(DIRECTIVE): Copy out every line of the records below that contains the word "dark".

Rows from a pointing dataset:
=-=-=-=-=

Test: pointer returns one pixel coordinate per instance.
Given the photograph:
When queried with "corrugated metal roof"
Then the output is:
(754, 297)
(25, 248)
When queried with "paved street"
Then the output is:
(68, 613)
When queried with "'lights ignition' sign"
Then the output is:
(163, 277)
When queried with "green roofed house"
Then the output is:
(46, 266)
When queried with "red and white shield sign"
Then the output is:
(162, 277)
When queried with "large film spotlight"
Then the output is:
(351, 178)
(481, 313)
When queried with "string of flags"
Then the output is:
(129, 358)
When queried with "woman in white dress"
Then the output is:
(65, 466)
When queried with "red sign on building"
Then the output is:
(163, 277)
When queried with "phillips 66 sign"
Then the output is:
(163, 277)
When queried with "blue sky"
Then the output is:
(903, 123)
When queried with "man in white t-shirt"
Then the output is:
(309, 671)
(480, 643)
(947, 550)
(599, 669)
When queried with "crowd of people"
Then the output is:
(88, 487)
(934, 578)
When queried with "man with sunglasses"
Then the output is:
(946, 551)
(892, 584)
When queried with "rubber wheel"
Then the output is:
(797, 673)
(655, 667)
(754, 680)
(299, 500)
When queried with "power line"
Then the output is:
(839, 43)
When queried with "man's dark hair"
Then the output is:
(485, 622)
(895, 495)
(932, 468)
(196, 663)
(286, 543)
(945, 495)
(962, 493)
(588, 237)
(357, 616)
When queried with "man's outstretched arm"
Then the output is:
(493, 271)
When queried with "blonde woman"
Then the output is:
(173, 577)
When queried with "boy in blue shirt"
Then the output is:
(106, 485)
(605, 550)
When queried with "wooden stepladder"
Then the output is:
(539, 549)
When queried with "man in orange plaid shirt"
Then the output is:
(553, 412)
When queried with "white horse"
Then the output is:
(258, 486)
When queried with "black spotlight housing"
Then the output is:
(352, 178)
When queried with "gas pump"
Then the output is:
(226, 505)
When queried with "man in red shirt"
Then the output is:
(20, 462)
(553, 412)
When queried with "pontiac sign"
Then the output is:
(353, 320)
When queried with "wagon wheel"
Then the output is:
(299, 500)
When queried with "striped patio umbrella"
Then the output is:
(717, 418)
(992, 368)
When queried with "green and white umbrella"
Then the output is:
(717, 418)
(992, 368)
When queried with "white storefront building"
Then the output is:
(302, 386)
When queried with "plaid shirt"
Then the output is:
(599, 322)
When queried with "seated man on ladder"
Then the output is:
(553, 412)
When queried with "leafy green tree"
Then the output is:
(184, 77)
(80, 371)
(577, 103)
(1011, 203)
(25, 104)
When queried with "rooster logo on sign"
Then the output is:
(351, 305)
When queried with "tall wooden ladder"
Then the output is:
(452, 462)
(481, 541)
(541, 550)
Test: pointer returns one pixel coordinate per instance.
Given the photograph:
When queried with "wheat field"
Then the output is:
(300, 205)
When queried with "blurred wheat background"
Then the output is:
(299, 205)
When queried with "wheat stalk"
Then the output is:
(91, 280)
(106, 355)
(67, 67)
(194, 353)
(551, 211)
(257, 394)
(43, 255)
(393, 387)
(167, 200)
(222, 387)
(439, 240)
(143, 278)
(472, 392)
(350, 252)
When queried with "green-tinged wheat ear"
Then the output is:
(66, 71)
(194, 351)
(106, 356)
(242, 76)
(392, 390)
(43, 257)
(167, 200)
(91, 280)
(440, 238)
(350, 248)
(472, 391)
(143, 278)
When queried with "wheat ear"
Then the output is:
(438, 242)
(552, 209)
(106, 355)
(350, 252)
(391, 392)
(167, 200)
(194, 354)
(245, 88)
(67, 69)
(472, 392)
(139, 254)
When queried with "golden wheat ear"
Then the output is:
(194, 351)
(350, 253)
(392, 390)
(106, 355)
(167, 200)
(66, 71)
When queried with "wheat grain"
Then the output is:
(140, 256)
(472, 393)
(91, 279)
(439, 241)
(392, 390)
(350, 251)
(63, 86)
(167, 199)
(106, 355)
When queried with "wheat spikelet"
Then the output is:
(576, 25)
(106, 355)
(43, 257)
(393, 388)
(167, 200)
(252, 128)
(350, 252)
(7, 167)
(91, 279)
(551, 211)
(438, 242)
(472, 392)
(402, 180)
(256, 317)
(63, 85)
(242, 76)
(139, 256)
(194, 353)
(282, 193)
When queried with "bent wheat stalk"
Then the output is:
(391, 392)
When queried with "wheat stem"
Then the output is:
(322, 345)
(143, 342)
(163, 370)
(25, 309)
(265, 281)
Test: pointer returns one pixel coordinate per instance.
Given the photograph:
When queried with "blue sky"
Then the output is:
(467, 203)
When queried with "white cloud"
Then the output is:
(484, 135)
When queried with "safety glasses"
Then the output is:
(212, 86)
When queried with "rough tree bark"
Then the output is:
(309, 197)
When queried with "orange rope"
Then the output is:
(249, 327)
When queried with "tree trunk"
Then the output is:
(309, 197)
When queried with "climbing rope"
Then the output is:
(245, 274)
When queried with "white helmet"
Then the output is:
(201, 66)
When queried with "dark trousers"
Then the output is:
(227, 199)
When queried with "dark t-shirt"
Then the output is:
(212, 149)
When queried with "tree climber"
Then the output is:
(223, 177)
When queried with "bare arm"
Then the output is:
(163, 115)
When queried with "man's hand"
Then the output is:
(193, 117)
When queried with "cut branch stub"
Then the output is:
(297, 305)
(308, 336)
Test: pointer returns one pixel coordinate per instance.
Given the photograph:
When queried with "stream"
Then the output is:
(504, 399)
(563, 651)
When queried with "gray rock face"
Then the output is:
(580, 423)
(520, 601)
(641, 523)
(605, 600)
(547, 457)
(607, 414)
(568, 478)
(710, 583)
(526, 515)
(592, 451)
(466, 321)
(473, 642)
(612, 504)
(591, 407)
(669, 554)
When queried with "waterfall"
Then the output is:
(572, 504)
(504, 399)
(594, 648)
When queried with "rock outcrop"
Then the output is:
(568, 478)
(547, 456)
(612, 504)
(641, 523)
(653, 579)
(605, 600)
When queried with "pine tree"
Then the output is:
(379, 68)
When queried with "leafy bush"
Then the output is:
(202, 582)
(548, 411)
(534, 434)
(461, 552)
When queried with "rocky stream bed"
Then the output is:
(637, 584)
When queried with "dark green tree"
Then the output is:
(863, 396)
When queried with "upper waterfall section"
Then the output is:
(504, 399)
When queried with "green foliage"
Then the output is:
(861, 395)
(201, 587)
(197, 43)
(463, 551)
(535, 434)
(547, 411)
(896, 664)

=-=-=-=-=

(RIGHT ANSWER):
When queried with "man's dark hair"
When queried with "dark trousers"
When queried with "dark t-shirt"
When queried with "dark green tree"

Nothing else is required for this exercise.